> [TO DO]:
(a) Rewrite the Picasso in Palestine essay from "Perhaps the same" up to and including "of everyone involved.", swapping "dullness" for "stillness".
(b) Carry the Picasso in Palestine essay forward, starting right after its final sentence.

> [DOCUMENT EXCERPT]:
——

Picasso in Palestine


In 1948, three months after the declaration of the state of Israel, Pablo Picasso visited the Intellectual Congress in Wroclaw, Poland. It was a congress organised soon after the Second World War in a time in which Wroclaw was still recovering from being German.

After the Second World War, Wroclaw became Polish again as if for the first time, the communist party organised this Congress in a celebration of the triumph over the Nazis and the establishment of a new kind of Polishness. 

At this conference, which was the first one in a series of many, Picasso drew his Peace Dove. Every other conference after this, claimed that the dove was drawn there, but in fact Picasso had used it already for some time as a symbol that he marketed within the communist party, reinterpreting it from the divine understanding of saving an individual soul in a Christian way, to saving a community in the best of Communist tradition. Today, we know the peace dove, specifically promoted by Picasso, as a universal symbol for peace.

But a symbol just does not become a symbol, or even an icon, overnight. It's not only talent or the 'right moment' in the market that will guarantee success. Something else has to happen, something that maybe translates as authenticity of spirit or real desire for change.

Picasso in Palestine articulates this desire but also brings out questions: are we only celebrating the 'special' here in a way that somehow tries to normalize an extraordinary situation? Are we discussing a project that is obsessed with proving its own success, or could it be positively a genuine attempt to do something, and something that could possibly fail at any time?

Slavoj Zizek, who visited the exhibition Picasso in Palestine, spoke in Ramallah about the danger of stressing the big events, the bombings, the terror, military incursions as it might detour us from what is really at stake. According to him, at stake is precisely not the big events that serve as shock effects for the media most of the time. Rather we should look at the procedures and bureaucracy that fill the everyday lives of people in the region. How do they effect and control what happens here, "what happens in Palestine when nothing is happening?” 

Perhaps the same applies to the collection of the Van Abbemuseum, from which the Buste de Femme by Picasso is a part. What happens with a collection when nothing is happening? Is it simply a dull moment or can it show us a more authentic face?

It seems that in these moments of dullness, there is an amazing potential of showing the reason and purpose of organisations, and of showing the networks that stand at the fundaments of life. This applies whether it is the West Bank as a whole, Picasso in Palestine as a project, the museum and the academy as institutions as well, as also the motivations of everyone involved.

It took two years of preparations and discussions to get from Khaled Hourani’s wonderful idea of bringing a painting of Picasso to Ramallah to the final transport operation that took less than two days. Lot’s of time was spent waiting. We can wait a bit more until one or two states will become a reality, not speculating if any of this solutions is a good one by the way. We can wait until the Arab Spring becomes a Summer, Autumn and Winter and will blow to the West - a place that desperately needs some seasons too. We are, after this project, not too concerned about time, as the dust needs to settle to know what it has achieved or forgot to raise.

——

> [EXTRACTED MATERIAL]:
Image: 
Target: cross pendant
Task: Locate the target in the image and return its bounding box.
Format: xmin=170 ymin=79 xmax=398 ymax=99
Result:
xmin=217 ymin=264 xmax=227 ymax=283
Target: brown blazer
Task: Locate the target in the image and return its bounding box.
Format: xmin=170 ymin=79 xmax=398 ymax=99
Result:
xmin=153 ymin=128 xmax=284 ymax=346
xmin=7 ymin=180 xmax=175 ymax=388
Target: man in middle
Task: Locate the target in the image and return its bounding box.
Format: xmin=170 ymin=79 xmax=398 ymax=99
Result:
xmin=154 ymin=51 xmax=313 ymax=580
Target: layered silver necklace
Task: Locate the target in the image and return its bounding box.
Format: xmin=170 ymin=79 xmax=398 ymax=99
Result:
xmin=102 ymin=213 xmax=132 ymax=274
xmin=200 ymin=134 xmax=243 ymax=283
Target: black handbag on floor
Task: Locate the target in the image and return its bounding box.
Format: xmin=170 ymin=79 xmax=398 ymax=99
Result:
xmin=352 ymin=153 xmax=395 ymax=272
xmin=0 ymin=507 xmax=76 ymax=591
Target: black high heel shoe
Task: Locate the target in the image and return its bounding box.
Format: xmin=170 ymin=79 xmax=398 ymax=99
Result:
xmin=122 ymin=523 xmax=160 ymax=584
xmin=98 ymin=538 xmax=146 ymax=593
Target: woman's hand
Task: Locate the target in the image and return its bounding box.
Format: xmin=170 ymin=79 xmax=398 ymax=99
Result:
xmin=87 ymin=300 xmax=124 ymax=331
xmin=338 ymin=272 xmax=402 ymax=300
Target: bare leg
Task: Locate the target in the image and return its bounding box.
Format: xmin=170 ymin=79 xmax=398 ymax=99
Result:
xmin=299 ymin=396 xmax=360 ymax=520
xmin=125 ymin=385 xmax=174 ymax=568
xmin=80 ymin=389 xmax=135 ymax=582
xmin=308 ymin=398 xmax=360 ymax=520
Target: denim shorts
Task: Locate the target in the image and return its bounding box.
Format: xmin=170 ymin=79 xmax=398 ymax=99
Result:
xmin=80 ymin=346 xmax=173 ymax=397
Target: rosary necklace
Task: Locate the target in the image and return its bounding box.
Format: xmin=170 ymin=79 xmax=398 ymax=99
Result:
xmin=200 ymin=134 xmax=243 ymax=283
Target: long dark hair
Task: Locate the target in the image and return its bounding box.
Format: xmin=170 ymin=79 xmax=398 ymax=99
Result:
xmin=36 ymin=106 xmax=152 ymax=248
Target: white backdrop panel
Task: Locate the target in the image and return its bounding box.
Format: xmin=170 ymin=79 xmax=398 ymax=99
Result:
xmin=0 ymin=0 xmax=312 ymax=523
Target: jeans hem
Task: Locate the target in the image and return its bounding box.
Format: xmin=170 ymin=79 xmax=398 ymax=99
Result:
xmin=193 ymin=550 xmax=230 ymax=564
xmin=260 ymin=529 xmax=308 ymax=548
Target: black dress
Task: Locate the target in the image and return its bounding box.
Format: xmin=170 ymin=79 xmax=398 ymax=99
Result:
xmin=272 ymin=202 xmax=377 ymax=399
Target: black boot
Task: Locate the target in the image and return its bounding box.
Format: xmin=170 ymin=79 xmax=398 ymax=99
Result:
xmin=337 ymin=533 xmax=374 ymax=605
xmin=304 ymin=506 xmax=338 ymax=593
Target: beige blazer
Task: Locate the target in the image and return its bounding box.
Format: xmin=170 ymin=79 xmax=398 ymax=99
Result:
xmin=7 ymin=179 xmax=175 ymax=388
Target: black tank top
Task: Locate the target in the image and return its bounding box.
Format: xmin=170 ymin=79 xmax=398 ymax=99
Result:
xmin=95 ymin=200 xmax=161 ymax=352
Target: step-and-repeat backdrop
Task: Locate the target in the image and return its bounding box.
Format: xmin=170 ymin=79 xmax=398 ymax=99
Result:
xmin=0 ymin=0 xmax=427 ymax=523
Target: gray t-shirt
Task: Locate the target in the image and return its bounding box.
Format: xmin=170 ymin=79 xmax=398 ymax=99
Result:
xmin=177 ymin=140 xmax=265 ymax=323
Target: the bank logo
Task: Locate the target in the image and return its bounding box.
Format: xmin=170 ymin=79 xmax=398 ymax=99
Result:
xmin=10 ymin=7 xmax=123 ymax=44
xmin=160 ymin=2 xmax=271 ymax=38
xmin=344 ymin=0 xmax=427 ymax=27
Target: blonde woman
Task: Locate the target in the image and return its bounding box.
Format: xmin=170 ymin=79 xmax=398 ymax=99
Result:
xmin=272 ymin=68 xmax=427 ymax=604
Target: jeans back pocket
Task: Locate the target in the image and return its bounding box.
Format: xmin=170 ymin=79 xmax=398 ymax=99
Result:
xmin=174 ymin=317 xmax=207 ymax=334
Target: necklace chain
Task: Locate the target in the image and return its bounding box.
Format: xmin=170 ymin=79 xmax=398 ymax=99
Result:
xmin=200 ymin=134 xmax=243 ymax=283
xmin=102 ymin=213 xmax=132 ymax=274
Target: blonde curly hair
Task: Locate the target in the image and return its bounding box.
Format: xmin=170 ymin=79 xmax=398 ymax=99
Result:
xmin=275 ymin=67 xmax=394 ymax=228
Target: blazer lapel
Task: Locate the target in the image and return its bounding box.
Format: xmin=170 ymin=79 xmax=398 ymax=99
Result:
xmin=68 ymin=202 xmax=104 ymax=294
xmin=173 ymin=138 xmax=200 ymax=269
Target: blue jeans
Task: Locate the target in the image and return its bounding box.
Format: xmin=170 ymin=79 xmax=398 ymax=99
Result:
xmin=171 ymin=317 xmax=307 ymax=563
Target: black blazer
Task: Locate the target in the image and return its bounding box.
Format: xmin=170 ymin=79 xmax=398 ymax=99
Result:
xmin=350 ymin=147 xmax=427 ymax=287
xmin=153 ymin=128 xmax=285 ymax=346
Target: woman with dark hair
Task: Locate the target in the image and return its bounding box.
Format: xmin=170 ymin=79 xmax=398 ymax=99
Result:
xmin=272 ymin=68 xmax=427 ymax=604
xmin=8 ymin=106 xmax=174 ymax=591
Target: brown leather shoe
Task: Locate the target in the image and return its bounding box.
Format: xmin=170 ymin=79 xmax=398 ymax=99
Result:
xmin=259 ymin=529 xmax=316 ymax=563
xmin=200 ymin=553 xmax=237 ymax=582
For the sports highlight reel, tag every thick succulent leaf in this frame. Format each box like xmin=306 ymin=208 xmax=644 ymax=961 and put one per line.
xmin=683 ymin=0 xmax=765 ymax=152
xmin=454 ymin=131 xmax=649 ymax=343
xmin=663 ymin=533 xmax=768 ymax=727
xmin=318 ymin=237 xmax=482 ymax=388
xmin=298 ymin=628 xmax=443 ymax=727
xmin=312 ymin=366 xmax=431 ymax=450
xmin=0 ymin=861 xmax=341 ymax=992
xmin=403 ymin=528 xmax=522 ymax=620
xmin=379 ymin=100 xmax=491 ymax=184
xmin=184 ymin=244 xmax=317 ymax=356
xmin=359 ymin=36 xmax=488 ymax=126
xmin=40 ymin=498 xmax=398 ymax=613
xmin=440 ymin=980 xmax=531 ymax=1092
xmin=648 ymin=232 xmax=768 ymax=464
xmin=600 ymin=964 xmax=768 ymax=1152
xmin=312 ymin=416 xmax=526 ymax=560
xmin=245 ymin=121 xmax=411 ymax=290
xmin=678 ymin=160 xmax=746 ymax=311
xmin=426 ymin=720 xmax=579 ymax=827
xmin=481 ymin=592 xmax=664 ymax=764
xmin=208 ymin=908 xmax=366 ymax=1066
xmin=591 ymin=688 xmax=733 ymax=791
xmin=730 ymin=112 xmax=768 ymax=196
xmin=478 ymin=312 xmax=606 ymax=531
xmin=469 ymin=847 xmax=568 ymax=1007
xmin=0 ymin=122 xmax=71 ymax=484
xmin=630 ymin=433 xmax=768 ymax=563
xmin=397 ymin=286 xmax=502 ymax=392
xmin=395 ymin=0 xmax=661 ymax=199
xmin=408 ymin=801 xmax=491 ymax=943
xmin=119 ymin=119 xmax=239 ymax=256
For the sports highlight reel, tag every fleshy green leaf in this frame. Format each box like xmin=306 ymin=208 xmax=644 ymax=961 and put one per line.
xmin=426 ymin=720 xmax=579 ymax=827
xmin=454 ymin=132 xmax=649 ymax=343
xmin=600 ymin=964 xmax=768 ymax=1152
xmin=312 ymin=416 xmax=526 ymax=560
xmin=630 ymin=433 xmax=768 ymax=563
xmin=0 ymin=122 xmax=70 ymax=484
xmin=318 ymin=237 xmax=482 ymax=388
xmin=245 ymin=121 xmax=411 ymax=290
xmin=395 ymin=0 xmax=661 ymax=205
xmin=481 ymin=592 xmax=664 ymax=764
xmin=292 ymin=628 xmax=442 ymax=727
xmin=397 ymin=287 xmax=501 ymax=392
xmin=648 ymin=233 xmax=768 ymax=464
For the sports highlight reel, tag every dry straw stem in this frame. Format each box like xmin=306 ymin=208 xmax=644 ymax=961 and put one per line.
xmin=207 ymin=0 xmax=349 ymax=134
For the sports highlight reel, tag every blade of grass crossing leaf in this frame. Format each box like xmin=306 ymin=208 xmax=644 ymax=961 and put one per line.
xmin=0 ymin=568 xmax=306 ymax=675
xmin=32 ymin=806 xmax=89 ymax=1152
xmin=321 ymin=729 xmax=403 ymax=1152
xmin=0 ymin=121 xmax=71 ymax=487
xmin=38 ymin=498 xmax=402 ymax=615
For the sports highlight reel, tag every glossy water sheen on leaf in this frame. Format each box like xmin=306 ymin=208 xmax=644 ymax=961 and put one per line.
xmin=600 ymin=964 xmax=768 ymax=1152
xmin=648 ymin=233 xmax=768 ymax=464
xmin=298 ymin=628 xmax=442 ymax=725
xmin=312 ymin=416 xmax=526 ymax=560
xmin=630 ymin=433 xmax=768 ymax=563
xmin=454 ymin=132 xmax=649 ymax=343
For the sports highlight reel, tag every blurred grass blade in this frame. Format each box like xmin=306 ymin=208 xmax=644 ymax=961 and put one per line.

——

> [EXERCISE RESPONSES]:
(a)
Perhaps the same applies to the collection of the Van Abbemuseum, from which the Buste de Femme by Picasso is a part. What happens with a collection when nothing is happening? Is it simply a dull moment or can it show us a more authentic face?

It seems that in these moments of stillness, there is an amazing potential of showing the reason and purpose of organisations, and of showing the networks that stand at the fundaments of life. This applies whether it is the West Bank as a whole, Picasso in Palestine as a project, the museum and the academy as institutions as well, as also the motivations of everyone involved.

(b)
In bringing the texts and projects together for this publication it was important for A Prior to work in close collaboration with a team in Ramallah. Only together with them we can try to grasp all the sensibilities and full meanings and implications of the project and the discourse around it. 

The first part of this publication focuses on how the context of occupation marks Picasso’s painting and how the journey invests Buste de Femme with a new ‘history’: Picasso in Palestine introduces new questions on the art history of objects rethinks the role of museums and reconsiders fragments of European art history in a progressive and non-linear way (Andrew Conio).

In a conversation between artist Khaled Hourani and curator and art critic Rasha Salti, the project is described at length and analysed in its multiplicity of meanings. Lynda Morris argues how Picasso's expressionist painting relates to the Spanish Civil War and as such is significant conduit to question the context of Ramallah. 

But there are also pitfalls to projects like these; in a conversation with Renzo Martens, Eyal Weizman elaborates on the margins and possibilities of the journey, questioning the potentiality of art activism and the responsibility of the audience. Architect Yazid Anaani informs us on how the Picasso project was received by the people living in Ramallah and curator Galit Eilat discusses in a conversation with Artur Zimjevski (artist and curator of the 7th Berlin Biennial), at length the socio-political and cultural climate in Israël and Europe, giving us an insight on the margins of possible activism given the political situation in Israël and Palestine.

In the second part of the magazine, Khaled Hourani’s project is embedded into a broader artistic context. With his camera, Sander Buyck chaperons Picasso’s journey. The online publishing platform ArtTerritories (Ursula Biemann and Shuruq Harb) in collaboration with Nahed Awad, Ruanne Abou-Rahme, Basel Abbas and Inass, inspired by the energy of hope and anticipation in the Arab world, create a project that reflects back on moments in the 1960s and 1980s when Palestinians experienced a sense of departure, mobility and connectedness. Toleen Touq and Eric Gottesman report on their trip from southern Jordan to Istanbul along the historical Hejaz railway and other railways of the former Ottoman Empire. Along the way, they gathered personal stories and historical research about the railways, and, equally importantly, they followed the news; their trip began the day Zine al-Abedin left Tunisia for Saudi Arabia and ended the day before Hosni Mubarak fled Cairo. Author Stephen Wright researches the origins of conceptual art in the Mediterranean and artist Unni Gjertsen tells us in a most personal diary how she experienced her first visit to Jerusalem.

Finally there is one last art project included in this publication: Palestinian artist Khaled Jarrar stamped all the copies of this publication with an original State of Palestine stamp. Jarrar’s stamp does not only make each copy of A Prior a unique piece of art, in giving people the possibility of having also their passport stamped, he gives the audience a way to take it’s engagement to it’s full consequence.